Print the records from their start through the line containing "Provide the outline", both ends included, with every character unchanged.

**RECORDED DATA**
__________________________________________________
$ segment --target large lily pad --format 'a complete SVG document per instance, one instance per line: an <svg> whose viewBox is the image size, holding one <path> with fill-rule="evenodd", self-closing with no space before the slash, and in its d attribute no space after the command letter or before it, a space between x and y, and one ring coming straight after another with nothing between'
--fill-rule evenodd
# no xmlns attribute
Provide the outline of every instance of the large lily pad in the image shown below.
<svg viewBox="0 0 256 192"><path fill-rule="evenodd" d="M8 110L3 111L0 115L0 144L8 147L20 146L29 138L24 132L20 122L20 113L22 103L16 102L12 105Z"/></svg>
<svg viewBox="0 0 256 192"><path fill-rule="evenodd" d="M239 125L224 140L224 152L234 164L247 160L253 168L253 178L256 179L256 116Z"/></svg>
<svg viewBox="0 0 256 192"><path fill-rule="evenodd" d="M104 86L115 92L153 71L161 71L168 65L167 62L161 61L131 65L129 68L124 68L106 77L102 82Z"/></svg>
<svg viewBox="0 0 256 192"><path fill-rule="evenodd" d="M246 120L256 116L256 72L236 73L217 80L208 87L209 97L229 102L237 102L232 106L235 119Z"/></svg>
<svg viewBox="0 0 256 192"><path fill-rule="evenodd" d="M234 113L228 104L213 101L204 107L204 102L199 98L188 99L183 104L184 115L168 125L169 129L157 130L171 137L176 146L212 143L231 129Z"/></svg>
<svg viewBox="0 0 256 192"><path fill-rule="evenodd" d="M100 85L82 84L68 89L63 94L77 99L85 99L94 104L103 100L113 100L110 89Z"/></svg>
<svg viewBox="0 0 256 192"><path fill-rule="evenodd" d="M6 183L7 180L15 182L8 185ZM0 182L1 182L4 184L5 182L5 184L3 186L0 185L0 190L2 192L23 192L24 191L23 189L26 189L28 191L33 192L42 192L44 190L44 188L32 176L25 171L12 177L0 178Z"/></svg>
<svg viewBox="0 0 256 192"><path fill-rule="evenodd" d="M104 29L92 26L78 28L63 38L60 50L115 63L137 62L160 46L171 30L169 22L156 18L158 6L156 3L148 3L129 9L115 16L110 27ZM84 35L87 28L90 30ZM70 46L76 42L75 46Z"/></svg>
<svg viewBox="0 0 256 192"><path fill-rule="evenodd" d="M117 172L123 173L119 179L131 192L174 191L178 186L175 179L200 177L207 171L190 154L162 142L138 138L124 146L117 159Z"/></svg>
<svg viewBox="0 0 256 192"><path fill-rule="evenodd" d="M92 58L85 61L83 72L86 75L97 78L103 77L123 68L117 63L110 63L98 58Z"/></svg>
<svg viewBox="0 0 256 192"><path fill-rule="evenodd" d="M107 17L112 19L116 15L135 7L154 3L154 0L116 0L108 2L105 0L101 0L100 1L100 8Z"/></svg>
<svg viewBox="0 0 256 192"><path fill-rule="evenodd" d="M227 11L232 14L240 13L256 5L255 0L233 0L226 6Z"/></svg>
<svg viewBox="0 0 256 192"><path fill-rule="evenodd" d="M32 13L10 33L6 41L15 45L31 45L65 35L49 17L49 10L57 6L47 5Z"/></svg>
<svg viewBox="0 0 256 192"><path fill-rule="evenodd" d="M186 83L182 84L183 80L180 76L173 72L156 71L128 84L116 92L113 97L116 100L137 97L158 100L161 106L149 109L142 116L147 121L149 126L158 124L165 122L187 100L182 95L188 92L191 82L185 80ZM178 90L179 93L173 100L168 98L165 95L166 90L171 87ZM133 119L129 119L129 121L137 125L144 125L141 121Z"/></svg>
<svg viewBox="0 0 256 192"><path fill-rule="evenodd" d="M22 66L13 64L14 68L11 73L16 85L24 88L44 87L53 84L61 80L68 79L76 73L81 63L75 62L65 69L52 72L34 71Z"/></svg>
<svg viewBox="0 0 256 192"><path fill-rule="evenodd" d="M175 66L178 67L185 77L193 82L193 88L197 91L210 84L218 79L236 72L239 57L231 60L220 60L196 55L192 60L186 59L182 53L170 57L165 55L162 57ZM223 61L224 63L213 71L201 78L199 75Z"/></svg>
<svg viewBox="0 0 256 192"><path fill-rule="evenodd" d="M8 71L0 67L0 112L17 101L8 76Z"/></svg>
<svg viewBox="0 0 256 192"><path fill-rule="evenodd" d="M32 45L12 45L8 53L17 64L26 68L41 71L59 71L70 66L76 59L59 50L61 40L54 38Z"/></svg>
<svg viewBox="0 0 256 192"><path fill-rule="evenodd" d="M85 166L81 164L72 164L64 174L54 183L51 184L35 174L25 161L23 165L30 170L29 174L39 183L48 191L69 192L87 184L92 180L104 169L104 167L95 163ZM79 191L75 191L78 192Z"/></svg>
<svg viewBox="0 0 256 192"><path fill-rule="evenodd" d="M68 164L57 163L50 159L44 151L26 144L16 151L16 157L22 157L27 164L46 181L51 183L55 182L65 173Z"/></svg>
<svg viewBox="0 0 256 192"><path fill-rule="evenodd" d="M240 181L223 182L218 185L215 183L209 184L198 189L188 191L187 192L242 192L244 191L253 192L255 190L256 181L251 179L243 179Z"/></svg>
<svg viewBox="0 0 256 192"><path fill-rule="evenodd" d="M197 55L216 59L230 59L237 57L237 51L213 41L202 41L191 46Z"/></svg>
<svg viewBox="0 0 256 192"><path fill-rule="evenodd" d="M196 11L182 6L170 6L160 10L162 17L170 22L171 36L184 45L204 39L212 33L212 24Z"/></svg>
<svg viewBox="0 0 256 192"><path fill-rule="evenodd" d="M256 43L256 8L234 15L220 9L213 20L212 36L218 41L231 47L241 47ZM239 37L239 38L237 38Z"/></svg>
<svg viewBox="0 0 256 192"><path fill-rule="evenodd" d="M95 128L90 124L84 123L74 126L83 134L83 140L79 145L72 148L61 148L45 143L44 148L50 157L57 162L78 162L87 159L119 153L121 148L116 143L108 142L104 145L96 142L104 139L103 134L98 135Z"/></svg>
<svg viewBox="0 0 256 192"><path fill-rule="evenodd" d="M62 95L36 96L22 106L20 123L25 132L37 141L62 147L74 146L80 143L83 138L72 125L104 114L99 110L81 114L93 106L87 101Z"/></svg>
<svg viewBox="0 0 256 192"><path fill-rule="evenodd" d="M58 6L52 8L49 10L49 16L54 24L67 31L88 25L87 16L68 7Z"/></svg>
__________________________________________________
**SOLUTION TO THE PROBLEM**
$ segment --target large lily pad --format 'a complete SVG document per instance, one instance per line: an <svg> whose viewBox is the image size, holding one <path> with fill-rule="evenodd", self-closing with no space before the slash, and in its d attribute no space after the command letter or before it, a space between x and y, and one ring coming straight after another with nothing between'
--fill-rule evenodd
# no xmlns attribute
Provide the outline of every instance of the large lily pad in the image shown below.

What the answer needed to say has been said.